■ Excerpted text
— BEGIN —
Project

General

Profile

Feature #7064

Analyze the performance impact of the implicit meta schema in H2

Added by Alexandru Lungu over 1 year ago. Updated 10 months ago.

Status:
Rejected
Priority:
Normal
Assignee:
Target version:
-
Start date:
Due date:
% Done:

100%

billable:
No
vendor_id:
GCD
version_reported:
version_resolved:

History

#1 Updated by Alexandru Lungu over 1 year ago

There is a so called INFORMATION_SCHEMA in H2 which is implicitly built: once for a shared temp-database and multiple times if private temp-databases are used. Its goal is to deliver meta information of the database.
This is a nice thing to have as we determine certain metadata very fast. However, it is usable only internally, as the converted code relies on an explicit meta database.

On the same topic, I recall several places where the Database.meta is locked and used. AFAIK, meta itself is a table, so it isn't locked if LOCK_MODE is 0. For private temp-databases we shouldn't worry about this. However, there are many places where this implicit meta table is actually used (entries are inserted/removed/updated). I need some better understanding of this standalone system table and how we use it.

As long as we don't use INFORMATION_SCHEMA or Database.meta, or at least we don't heavily rely on them, we should consider disabling. From my slim investigation, we use INFORMATION_SCHEMA only to retrieve the current value of a sequence and check if a sequence exists. Therefore, we can leave the schema table to do just the sequence work. Please let me know if there are other use-cases in FWD for these I am missing here.

#2 Updated by Igor Skornyakov over 1 year ago

Sorry, I do not understand what you mean. As far as I remember the META database contains information about permanent tables only, at least for now.
The relational databases do provide some metadata (which is typically database-specific) and there is JDBC API for access to e.g. ResultSet metadata, but it is a completely different story. I can recall a few places in our code where we use JDBC or database metadata internally, but the META database tables can be used by an application (so far for read access only)
Or you mean something else?
— END —
■ Data extract
— BEGIN —
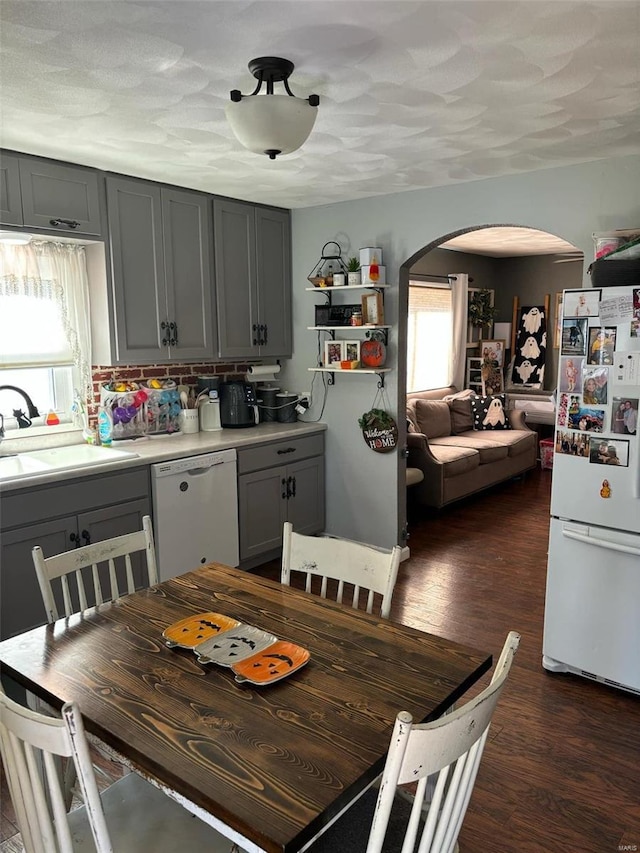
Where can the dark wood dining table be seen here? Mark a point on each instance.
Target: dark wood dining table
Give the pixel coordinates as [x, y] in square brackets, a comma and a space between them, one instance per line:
[270, 766]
— END —
■ Work instructions
Rename "INFORMATION_SCHEMA" to "SYSTEM_SCHEMA" in the H2 meta schema thread between "#1 Updated by" and "of the database.", inclusive, and give that portion again. The listing has no connection to the H2 meta schema thread.

■ Reply to the exercise
#1 Updated by Alexandru Lungu over 1 year ago

There is a so called SYSTEM_SCHEMA in H2 which is implicitly built: once for a shared temp-database and multiple times if private temp-databases are used. Its goal is to deliver meta information of the database.